INSTRUCTION A
According to the exhibition text below, why does the exhibition treat creation as an ongoing state of emergence? Answer in one to three sentences.

SOURCE DOCUMENT

╔══

A showcase of work from twelve wāhine artists reflecting the breadth and vitality of contemporary toi Māori

Ngā Hau e Whā brings together the voices of twelve wāhine artists whose practices are carried from across the four winds of Aotearoa. This rōpū reflects the breadth and vitality of contemporary toi Māori, where inherited knowledge and lived experience intersect with experimentation, innovation, and new material languages. 

Grounded in the cosmological notion of Te Kore—the realm of potential—this exhibition considers creation as an ongoing state of emergence. From this space, each artist navigates the tensions and connections between what is inherited and what is made, between memory and material, and between the seen and the felt. 

Whakapapa moves through the exhibition not only as lineage, but as an active process of relation—binding people, materials, environments, and ideas. Works explore tuakiri (identity) as something both deeply rooted and continually unfolding, shaped through acts of making, exchange, and connection. There is an attentiveness to the fragile and the resilient: materials that appear delicate yet hold strength, histories marked by struggle yet sustained by endurance, and cultural forms that protect, carry, and transform knowledge across generations.

╚══

INSTRUCTION B
Report how many lines of the records contain the string "hair", with case counting. Give only the number.

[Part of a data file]
╔══

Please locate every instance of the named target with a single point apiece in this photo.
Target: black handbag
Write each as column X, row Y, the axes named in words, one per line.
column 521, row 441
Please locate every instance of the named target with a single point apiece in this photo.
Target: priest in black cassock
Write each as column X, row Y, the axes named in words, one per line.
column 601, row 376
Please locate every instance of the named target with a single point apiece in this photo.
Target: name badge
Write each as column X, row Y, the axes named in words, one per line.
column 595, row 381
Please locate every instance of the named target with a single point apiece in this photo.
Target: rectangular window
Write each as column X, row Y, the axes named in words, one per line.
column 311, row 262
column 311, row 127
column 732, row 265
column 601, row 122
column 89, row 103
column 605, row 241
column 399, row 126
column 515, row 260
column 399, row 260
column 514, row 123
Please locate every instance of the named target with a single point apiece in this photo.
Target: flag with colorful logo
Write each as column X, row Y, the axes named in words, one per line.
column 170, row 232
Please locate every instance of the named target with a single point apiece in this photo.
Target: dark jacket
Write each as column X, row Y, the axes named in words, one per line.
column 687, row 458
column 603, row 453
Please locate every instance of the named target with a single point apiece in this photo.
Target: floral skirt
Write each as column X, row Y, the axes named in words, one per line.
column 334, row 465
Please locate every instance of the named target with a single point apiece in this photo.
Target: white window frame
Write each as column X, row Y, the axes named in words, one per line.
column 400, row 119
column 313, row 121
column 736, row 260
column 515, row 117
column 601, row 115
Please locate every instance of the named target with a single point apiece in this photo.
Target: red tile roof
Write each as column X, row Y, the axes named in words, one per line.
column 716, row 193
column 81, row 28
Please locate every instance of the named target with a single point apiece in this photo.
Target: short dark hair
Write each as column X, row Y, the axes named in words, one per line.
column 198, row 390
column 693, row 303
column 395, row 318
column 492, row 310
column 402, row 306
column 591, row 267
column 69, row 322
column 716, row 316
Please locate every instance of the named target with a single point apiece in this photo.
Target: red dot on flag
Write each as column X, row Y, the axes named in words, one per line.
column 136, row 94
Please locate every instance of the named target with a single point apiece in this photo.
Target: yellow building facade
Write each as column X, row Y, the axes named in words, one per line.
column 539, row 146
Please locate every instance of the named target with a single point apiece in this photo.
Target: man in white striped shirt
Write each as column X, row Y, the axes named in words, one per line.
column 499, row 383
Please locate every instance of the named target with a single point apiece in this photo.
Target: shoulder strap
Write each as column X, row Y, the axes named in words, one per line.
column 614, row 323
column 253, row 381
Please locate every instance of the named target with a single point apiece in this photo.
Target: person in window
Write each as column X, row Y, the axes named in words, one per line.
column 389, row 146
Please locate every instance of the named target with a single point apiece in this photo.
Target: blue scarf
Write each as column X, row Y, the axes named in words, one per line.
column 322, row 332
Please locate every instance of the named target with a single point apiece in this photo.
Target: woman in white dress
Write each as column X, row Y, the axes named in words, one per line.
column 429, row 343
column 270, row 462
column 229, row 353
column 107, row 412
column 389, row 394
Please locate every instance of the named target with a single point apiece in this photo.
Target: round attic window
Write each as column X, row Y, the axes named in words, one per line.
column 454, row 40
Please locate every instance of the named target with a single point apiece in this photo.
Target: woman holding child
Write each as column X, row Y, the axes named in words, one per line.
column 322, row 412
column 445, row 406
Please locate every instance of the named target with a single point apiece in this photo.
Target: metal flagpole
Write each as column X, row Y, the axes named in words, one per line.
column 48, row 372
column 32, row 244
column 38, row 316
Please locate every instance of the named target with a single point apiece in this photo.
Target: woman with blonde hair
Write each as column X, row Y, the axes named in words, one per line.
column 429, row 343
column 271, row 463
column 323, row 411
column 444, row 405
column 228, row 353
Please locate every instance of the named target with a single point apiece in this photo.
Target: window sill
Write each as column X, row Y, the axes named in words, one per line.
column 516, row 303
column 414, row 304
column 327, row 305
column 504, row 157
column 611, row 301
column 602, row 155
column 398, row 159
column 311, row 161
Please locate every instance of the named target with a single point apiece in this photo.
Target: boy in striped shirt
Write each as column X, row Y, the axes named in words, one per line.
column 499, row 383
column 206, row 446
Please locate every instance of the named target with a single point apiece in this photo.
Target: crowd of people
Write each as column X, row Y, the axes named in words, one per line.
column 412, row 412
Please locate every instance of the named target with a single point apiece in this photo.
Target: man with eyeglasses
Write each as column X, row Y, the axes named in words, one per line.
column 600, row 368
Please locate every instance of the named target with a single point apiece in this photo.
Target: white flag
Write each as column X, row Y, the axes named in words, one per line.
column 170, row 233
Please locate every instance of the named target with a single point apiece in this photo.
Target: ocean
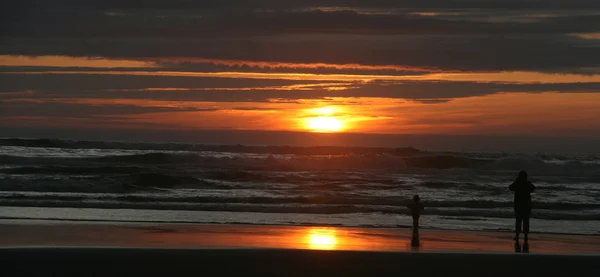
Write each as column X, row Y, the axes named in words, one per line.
column 286, row 185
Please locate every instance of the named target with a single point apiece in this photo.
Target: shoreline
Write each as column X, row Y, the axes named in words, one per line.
column 283, row 262
column 195, row 223
column 49, row 233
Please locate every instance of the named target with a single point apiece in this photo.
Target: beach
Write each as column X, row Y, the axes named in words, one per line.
column 34, row 247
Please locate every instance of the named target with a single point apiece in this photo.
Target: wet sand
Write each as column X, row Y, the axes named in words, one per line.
column 34, row 248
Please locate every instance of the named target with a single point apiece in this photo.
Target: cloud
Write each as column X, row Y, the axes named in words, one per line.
column 263, row 90
column 369, row 53
column 56, row 108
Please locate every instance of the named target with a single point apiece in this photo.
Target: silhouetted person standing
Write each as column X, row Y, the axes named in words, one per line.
column 522, row 205
column 416, row 207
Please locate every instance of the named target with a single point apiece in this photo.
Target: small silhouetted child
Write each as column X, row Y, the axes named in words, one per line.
column 416, row 207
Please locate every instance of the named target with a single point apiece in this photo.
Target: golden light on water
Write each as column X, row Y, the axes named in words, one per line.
column 322, row 239
column 324, row 124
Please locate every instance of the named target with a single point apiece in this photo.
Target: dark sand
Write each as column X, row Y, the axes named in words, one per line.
column 52, row 248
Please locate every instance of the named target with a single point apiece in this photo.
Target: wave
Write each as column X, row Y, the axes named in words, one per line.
column 304, row 209
column 299, row 163
column 385, row 203
column 276, row 150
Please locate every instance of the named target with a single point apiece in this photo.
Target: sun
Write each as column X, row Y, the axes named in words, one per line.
column 322, row 239
column 324, row 124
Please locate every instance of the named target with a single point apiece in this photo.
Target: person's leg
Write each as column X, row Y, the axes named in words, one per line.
column 526, row 226
column 415, row 224
column 518, row 220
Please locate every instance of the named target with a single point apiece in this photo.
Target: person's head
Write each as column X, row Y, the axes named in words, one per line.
column 522, row 175
column 416, row 198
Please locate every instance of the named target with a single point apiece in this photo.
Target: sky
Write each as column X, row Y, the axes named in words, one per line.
column 516, row 68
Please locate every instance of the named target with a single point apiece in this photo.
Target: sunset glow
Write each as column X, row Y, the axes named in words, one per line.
column 307, row 68
column 322, row 239
column 324, row 124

╚══

CORRECT RESPONSE A
The exhibition treats creation as an ongoing state of emergence because it is grounded in the cosmological notion of Te Kore, the realm of potential.

CORRECT RESPONSE B
2